:: EXERCISE ::
Express these records as a two-column CSV with the headers "instruction" and "response", one row per record. Put each field in double quotes and replace line breaks with spaces.

Items stored from a collection

——————————

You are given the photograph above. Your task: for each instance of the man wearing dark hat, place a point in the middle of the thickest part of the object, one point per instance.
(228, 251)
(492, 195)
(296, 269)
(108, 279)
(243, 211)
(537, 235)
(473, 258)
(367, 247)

——————————

:: EXERCISE ANSWER ::
instruction,response
"You are given the photograph above. Your task: for each instance of the man wearing dark hat, place a point in the middle of the thickest part of the object, one point per instance.","(228, 251) (492, 195) (296, 269) (108, 279) (243, 211) (537, 235) (473, 258) (367, 247)"